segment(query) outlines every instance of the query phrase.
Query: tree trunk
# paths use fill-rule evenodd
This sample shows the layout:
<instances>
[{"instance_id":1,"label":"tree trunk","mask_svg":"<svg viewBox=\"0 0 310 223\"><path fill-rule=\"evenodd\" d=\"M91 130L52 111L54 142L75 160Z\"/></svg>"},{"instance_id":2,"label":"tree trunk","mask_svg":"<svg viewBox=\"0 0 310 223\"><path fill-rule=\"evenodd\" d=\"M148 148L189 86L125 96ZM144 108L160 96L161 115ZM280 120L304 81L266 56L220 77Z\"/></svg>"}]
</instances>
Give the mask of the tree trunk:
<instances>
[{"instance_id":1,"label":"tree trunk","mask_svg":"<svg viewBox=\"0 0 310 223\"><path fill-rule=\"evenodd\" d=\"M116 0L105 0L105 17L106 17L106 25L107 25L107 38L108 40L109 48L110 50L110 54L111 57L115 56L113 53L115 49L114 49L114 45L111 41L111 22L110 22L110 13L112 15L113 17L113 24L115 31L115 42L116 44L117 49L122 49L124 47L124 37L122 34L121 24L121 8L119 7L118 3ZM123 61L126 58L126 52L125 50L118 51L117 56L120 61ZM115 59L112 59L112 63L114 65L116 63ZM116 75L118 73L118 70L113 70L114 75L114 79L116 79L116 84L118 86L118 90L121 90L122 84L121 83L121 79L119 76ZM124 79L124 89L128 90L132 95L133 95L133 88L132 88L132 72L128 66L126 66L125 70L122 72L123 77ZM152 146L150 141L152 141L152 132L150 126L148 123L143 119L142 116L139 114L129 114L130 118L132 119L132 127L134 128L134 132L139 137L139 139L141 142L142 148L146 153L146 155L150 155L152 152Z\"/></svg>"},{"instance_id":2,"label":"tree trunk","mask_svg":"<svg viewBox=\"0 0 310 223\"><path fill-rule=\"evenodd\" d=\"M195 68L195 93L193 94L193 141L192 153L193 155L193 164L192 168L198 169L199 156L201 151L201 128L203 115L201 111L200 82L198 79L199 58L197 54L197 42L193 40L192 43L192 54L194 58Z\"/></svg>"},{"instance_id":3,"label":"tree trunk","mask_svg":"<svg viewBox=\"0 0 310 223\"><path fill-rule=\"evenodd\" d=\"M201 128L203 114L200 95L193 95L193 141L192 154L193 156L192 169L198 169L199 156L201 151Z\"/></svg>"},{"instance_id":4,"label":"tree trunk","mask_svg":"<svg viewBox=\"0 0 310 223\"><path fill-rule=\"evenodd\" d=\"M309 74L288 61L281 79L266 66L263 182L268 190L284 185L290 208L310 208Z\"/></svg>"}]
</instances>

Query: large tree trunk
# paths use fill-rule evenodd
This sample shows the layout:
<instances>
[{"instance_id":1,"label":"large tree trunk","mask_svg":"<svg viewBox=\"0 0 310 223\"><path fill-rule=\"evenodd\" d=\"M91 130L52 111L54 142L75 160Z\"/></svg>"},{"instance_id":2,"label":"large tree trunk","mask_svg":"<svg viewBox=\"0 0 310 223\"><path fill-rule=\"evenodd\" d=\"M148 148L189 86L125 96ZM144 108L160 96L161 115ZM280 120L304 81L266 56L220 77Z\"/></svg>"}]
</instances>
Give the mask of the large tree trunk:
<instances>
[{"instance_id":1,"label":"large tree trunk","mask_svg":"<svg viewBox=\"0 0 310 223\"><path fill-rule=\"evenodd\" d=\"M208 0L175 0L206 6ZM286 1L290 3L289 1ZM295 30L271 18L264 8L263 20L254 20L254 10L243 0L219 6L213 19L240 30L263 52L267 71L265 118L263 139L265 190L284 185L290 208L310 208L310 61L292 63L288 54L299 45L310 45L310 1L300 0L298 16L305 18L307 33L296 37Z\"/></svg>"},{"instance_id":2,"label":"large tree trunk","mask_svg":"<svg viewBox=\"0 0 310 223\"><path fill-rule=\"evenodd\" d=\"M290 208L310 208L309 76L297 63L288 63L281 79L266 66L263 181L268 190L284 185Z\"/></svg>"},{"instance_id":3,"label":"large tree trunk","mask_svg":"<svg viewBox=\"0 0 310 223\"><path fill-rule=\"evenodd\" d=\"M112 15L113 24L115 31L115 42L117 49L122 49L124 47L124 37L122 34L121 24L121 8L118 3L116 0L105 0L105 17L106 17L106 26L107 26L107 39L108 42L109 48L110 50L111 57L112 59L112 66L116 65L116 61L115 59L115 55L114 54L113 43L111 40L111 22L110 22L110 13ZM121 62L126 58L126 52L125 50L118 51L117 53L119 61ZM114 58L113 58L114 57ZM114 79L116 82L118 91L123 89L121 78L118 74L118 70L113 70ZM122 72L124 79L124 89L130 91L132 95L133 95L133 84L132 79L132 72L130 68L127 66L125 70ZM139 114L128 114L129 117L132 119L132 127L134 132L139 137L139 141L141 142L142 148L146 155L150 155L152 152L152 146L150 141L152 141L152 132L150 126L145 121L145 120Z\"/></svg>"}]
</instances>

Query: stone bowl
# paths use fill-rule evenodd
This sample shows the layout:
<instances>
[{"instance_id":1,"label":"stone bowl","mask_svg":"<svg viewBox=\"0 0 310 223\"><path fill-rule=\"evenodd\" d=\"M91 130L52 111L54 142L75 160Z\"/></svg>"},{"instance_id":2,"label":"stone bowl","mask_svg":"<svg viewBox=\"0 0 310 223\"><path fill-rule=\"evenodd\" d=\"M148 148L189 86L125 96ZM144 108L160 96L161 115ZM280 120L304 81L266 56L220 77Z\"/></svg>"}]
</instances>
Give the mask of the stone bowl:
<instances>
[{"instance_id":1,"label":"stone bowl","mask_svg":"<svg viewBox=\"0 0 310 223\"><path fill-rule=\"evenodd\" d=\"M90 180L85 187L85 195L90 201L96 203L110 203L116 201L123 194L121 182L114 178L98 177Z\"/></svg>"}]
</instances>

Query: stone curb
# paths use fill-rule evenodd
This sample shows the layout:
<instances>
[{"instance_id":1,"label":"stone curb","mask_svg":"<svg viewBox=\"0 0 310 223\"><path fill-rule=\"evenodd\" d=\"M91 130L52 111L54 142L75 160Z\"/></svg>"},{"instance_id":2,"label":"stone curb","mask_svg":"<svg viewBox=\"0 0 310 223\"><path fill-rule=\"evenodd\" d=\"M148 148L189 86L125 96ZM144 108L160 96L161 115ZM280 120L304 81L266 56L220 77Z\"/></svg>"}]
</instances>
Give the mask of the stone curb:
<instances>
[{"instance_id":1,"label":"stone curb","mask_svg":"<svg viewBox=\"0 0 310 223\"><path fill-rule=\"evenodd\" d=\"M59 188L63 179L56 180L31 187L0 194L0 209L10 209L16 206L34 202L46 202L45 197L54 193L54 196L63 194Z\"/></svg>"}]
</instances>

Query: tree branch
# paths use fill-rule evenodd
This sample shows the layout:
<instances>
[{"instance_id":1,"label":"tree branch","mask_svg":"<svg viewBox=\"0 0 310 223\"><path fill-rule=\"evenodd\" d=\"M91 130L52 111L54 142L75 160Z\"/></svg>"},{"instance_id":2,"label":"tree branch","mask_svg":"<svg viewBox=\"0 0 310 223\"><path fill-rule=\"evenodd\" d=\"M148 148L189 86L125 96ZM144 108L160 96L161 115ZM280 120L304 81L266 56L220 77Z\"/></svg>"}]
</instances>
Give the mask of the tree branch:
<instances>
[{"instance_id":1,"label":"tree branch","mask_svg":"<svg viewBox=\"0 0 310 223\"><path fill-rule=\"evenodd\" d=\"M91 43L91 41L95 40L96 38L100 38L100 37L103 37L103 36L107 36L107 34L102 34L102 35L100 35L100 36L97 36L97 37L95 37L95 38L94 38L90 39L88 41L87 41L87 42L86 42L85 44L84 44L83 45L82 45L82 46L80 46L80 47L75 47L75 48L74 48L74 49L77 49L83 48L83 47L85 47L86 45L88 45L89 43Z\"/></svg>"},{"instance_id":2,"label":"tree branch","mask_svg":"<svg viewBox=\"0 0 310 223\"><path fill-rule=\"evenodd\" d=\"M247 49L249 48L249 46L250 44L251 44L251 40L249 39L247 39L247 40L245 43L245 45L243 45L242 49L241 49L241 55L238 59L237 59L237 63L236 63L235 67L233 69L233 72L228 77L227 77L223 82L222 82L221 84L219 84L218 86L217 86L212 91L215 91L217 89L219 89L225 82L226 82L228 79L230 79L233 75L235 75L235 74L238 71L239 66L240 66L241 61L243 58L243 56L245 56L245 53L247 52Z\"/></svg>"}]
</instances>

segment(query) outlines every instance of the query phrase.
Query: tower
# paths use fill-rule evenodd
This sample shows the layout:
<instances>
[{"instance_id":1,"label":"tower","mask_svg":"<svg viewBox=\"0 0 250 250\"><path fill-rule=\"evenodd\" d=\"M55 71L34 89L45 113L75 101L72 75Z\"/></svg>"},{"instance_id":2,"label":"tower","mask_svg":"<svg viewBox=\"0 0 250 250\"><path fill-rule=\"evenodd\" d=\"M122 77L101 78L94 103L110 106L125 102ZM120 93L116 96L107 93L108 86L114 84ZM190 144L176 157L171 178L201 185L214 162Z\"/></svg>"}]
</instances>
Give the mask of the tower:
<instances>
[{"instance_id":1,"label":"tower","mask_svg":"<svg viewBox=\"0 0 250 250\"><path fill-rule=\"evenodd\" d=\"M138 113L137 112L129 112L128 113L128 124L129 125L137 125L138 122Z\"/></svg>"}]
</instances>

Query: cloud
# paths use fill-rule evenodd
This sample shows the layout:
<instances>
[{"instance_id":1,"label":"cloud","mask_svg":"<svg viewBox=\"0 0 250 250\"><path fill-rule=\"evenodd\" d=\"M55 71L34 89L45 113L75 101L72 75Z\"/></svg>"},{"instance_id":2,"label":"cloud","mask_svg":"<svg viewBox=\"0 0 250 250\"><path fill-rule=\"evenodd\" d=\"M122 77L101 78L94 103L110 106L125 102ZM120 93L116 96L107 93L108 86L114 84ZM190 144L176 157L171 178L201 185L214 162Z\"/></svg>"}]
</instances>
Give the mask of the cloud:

##############################

TASK OBJECTIVE
Starting at the line that contains "Query: cloud" and continuing through the last line of the records, render those lines as a numbered list with blank lines omitted.

ANSWER
1. Query: cloud
2. # paths use fill-rule evenodd
3. This sample shows the layout:
4. <instances>
5. [{"instance_id":1,"label":"cloud","mask_svg":"<svg viewBox=\"0 0 250 250\"><path fill-rule=\"evenodd\" d=\"M55 71L34 89L45 113L75 101L72 75Z\"/></svg>"},{"instance_id":2,"label":"cloud","mask_svg":"<svg viewBox=\"0 0 250 250\"><path fill-rule=\"evenodd\" d=\"M122 77L101 78L94 103L110 106L125 102ZM120 93L116 96L107 93L108 86L114 84ZM190 144L176 157L171 178L201 185L214 162Z\"/></svg>"}]
6. </instances>
7. Give the mask of the cloud:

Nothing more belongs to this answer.